Top of RECORD SET

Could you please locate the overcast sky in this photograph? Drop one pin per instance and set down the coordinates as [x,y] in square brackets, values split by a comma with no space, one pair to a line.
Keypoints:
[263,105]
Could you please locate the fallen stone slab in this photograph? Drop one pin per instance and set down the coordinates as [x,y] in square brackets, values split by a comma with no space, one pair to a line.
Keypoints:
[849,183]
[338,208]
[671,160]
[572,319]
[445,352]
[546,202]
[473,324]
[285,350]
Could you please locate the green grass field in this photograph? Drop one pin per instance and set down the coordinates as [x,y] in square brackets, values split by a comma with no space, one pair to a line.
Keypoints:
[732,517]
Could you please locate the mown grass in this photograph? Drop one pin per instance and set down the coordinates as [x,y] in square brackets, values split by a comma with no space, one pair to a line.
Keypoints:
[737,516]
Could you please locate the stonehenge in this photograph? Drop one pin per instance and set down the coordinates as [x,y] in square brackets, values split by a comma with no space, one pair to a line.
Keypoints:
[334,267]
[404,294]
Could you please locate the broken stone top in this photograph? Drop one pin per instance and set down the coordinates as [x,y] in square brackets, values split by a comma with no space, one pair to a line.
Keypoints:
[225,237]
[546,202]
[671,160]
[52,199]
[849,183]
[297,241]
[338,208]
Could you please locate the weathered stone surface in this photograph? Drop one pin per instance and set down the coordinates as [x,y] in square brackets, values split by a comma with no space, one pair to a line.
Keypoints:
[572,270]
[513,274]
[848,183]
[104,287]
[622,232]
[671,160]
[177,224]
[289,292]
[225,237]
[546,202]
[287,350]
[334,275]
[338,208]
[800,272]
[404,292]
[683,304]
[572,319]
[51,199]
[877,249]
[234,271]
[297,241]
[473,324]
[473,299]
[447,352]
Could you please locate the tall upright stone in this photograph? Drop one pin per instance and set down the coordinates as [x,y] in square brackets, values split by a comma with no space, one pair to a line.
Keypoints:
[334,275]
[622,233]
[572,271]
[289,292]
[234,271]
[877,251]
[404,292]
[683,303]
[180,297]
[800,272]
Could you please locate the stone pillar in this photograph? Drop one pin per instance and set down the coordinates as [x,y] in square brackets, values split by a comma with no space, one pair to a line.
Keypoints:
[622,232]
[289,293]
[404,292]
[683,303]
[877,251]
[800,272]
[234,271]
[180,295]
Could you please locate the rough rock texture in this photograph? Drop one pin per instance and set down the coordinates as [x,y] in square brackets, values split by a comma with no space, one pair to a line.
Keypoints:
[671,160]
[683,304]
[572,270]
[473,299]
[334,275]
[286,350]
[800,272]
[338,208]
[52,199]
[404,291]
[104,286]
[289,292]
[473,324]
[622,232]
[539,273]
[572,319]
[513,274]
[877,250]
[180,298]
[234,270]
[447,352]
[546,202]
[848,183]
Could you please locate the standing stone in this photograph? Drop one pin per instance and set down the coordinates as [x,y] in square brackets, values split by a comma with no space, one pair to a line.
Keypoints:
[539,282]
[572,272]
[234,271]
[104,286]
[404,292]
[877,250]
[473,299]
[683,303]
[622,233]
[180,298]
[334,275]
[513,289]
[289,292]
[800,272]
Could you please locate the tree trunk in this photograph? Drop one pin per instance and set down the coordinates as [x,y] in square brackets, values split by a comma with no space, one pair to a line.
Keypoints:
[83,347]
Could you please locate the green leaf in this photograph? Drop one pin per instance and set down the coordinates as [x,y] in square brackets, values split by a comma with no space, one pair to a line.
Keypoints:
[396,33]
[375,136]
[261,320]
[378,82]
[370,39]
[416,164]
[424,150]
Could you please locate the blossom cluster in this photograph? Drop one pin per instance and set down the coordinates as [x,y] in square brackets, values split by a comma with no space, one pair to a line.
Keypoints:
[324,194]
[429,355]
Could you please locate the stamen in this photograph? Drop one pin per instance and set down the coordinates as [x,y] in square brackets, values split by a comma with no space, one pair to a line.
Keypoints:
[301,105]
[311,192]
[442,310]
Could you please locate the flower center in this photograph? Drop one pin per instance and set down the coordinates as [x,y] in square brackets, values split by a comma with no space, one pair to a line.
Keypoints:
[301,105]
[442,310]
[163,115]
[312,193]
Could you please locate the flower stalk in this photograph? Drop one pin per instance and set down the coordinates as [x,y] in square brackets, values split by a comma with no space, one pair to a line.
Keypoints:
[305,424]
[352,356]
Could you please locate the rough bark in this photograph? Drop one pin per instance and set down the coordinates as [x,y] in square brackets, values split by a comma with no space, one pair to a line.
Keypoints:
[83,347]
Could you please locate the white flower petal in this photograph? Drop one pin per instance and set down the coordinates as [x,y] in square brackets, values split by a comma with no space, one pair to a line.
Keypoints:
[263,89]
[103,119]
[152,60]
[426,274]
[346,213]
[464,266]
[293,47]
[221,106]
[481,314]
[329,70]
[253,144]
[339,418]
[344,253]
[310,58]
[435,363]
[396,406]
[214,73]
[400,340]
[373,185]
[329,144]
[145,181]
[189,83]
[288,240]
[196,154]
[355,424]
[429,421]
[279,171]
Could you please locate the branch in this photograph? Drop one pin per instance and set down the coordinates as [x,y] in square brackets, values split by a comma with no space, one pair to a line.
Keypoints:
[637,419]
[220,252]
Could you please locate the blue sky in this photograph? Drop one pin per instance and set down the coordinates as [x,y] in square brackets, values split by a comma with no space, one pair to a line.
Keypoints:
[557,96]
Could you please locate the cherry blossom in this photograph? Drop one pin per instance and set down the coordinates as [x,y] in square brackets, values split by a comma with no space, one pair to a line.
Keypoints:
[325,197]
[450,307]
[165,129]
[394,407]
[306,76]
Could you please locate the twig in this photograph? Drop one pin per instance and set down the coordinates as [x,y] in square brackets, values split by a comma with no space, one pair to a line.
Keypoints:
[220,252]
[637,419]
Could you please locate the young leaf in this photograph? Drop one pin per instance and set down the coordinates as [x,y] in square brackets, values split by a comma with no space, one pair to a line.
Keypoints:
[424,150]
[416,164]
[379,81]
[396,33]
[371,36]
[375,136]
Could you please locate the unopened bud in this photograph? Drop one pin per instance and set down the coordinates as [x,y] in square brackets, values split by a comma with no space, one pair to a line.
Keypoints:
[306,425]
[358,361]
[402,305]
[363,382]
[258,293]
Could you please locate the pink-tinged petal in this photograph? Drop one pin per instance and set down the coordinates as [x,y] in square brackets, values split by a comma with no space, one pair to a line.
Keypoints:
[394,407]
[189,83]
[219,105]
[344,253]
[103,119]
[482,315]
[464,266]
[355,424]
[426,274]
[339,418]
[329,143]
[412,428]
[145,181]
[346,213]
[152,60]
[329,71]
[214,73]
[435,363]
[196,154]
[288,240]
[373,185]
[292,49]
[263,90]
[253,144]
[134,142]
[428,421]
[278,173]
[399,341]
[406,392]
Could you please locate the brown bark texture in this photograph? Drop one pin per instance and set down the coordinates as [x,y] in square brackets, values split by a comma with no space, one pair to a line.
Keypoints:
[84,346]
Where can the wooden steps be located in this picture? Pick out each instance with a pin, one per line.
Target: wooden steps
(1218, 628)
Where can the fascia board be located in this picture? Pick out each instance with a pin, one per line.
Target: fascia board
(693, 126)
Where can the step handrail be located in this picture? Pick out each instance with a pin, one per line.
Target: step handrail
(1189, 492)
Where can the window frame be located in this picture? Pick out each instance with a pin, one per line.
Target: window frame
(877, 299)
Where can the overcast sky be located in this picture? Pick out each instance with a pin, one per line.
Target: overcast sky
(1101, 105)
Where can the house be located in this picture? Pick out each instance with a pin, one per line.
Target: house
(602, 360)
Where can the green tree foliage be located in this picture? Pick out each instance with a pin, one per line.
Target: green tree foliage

Bottom of RECORD SET

§ PROBLEM REQUIREMENTS
Output each record precisely as given.

§ TASK RESPONSE
Could you please locate the overcast sky in this photograph? Drop one pin per instance and set down the coordinates as [x,y] in square brackets, values split by a comma with no space, one pair to a line.
Keypoints:
[263,105]
Could you please locate the fallen stone slab in this photograph? Drop one pin per instance and set down the coordinates as [x,y] in square brackets, values split by a comma with no space, one pair to a line.
Keypoints:
[849,183]
[338,208]
[671,160]
[572,319]
[445,352]
[546,202]
[473,324]
[285,350]
Could you please locate the green grass field in this photograph? Drop one pin per instance and set down the coordinates as [x,y] in square brackets, values split by a comma with no space, one pair to a line.
Keypoints:
[732,517]
Could you please locate the mown grass in this photograph? Drop one pin per instance and set down the coordinates as [x,y] in square brackets, values split by a comma with no space, one pair to a line.
Keypoints:
[737,516]
Could you please locate the stonehenge in this photograph? Drop one pin per instance and set down the coordinates as [x,y] in square brackets, values split by a comma with no space, one pair to a line.
Keypoints:
[334,267]
[404,294]
Could you please locate the broken stone top in this photograph? Drop one pin per instance and set down the coordinates as [x,y] in square brackets, values split by a comma with no space, one pair to a line.
Keypoints:
[225,237]
[546,202]
[671,160]
[52,199]
[849,183]
[297,241]
[338,208]
Could you please locate the weathered stone surface in this photograph? Drop one pin per instance and set down the coordinates as [x,y] in square brackets, values split by a comma with no space, one pair to a line.
Keypoints:
[572,270]
[513,274]
[848,183]
[104,287]
[622,232]
[671,160]
[177,224]
[289,292]
[225,237]
[546,202]
[287,350]
[334,275]
[338,208]
[800,272]
[404,292]
[683,304]
[572,319]
[51,199]
[877,249]
[234,271]
[297,241]
[473,324]
[473,299]
[447,352]
Could you please locate the tall upright stone in this photograph? Drop one pin per instance and set down the coordinates as [x,y] in square brackets, values split by a comma with no space, one pair to a line.
Keypoints:
[334,275]
[622,233]
[572,271]
[289,292]
[234,271]
[877,251]
[404,292]
[683,303]
[180,297]
[800,272]
Could you please locate the stone pillar in this photograph? Drop one pin per instance and set down the coordinates as [x,y] in square brackets, values split by a comma with no space, one pair to a line.
Keypoints:
[622,232]
[289,293]
[404,292]
[683,303]
[877,251]
[800,272]
[234,271]
[180,295]
Could you please locate the rough rock texture in this photograph? Drop one pin per instance and set down the coordinates as [x,y] in square brackets, values split by a comma with no space, one pair to a line.
Keypoints:
[671,160]
[683,304]
[572,270]
[473,299]
[334,275]
[286,350]
[800,272]
[338,208]
[52,199]
[404,291]
[104,286]
[289,292]
[473,324]
[622,232]
[539,273]
[572,319]
[513,274]
[877,250]
[180,298]
[234,270]
[447,352]
[546,202]
[848,183]
Could you please locate the standing stone in this photograph? Drop one pin per instance and set down the coordinates as [x,y] in square brackets, values split by a comma with no space, one pair to a line.
Keypoints:
[539,282]
[572,272]
[234,271]
[104,286]
[404,292]
[877,250]
[473,299]
[683,303]
[622,233]
[180,298]
[334,275]
[513,289]
[289,292]
[800,272]
Could you please locate the tree trunk in this photograph? Drop one pin per instance and set down the coordinates as [x,y] in square brackets, values split by a comma with no space, one pair to a line.
Keypoints:
[83,347]
Could you please locate the green leaf in this photograph? Drop one pin per instance and set down the coordinates as [x,y] in square brackets, values split by a comma with no space, one pair to a line.
Keypoints:
[396,33]
[375,136]
[261,320]
[378,82]
[370,39]
[416,164]
[424,150]
Could you please locate the blossom cluster in this photograph? Drop one pin per instance and set down the coordinates as [x,y] in square brackets, values split by a comma with no space, one pair to a line.
Keypoints:
[324,194]
[429,355]
Could you please locate the stamen in this photograph? Drop one pin per instance and set down the coordinates as [x,y] in square brackets, values split by a comma with no space, one pair to a line.
Keypoints:
[301,105]
[311,192]
[442,310]
Could you please locate the flower center in this photograph? Drop one pin per instance and set down the coordinates as [x,y] in square brackets, values split by a comma with no space, one pair to a line.
Keypoints:
[301,105]
[442,310]
[163,115]
[312,193]
Could you please locate the flower stalk in this photograph? Drop one pin per instance and set down the coordinates as [x,y] in square brackets, values split by a comma with no space, one pair to a line.
Keypoints:
[305,424]
[352,356]
Could you please locate the rough bark in this photograph? Drop one pin per instance and set down the coordinates as [x,y] in square brackets, values split by a comma with no space, one pair to a line.
Keypoints:
[83,347]
Could you please locate the white flower petal in this photograph? Drop one pin per instance and set down the coordinates as [x,y] in square brackets, values split by a comma with no space, one pair to a line.
Keypoints:
[263,89]
[103,119]
[152,60]
[426,274]
[346,213]
[464,266]
[293,47]
[221,106]
[481,314]
[329,70]
[253,144]
[339,418]
[344,253]
[310,58]
[435,363]
[396,406]
[214,73]
[400,340]
[373,185]
[329,144]
[145,181]
[189,83]
[288,240]
[196,154]
[355,424]
[429,421]
[279,171]
Could you please locate the branch in this photograph? Drop one pin per instance and set down the coordinates as [x,y] in square brackets, values split by a comma with no space, one pair to a line.
Keypoints:
[637,419]
[220,252]
Could you please locate the blue sky in this photograph? Drop one pin per instance and set down the coordinates as [x,y] in square brackets, values split by a comma with no space, one pair to a line.
Keypoints:
[557,96]
Could you please locate the cherry blossom in this photograph? Drop one pin per instance and set down the coordinates as [x,y] in square brackets, values split by a comma with no space, one pair to a line.
Keypoints:
[325,197]
[450,307]
[165,129]
[394,407]
[306,76]
Could you please locate the twig in this photograph? Drop one pin per instance and set down the coordinates as [x,y] in square brackets, values split by a comma with no space, one pair to a line.
Keypoints:
[220,252]
[637,419]
Could you please locate the young leaf in this photograph? Drop one pin per instance and set down the coordinates as [x,y] in square brackets, values split by a comma with no space, one pair to a line.
Keypoints:
[424,150]
[416,164]
[379,81]
[396,33]
[371,36]
[375,136]
Could you please locate the unopened bud in this photograph? Drop one pin per instance and set down the coordinates as [x,y] in square brackets, values split by a comma with no space, one pair to a line.
Keypoints:
[306,425]
[358,361]
[402,305]
[363,382]
[258,293]
Could you please locate the pink-tinged petal in this photograph? Drop one pin per instance and set down the coordinates as [x,y] in square brackets, values split by a comma with no space, one pair to a line.
Keypoints:
[394,407]
[189,83]
[219,105]
[344,253]
[103,119]
[482,315]
[464,266]
[355,424]
[426,274]
[339,418]
[329,143]
[412,428]
[145,181]
[346,213]
[152,60]
[329,71]
[214,73]
[435,363]
[196,154]
[288,240]
[373,185]
[292,49]
[263,90]
[253,144]
[134,142]
[428,421]
[278,173]
[399,341]
[406,392]
Could you please locate the brown bark texture in this photograph? Drop one pin per instance and set down the coordinates as [x,y] in square brackets, values split by a comma with no space, one pair to a line.
Keypoints:
[84,346]
Where can the wooden steps be located in this picture? Pick out each instance with a pin, one per line.
Target: wooden steps
(1218, 628)
Where can the fascia board be located in this picture? Pick out each instance with a pin, one per line.
Target: fascia board
(693, 126)
Where can the step handrail be located in this picture? Pick out each instance with a pin, one per line.
Target: step handrail
(1189, 492)
Where can the window frame be located in this picture? Pick out each instance with a pin, one per line.
Target: window frame
(877, 299)
Where can the overcast sky be located in this picture? Pick out each instance with a pin, one per line.
Target: overcast sky
(1101, 105)
Where can the house be located in this picture? Pick out each instance with a pin, one per line.
Target: house
(602, 360)
Where can the green tree foliage be located in this picture? Pick out each instance with a pin, one per line.
Target: green tree foliage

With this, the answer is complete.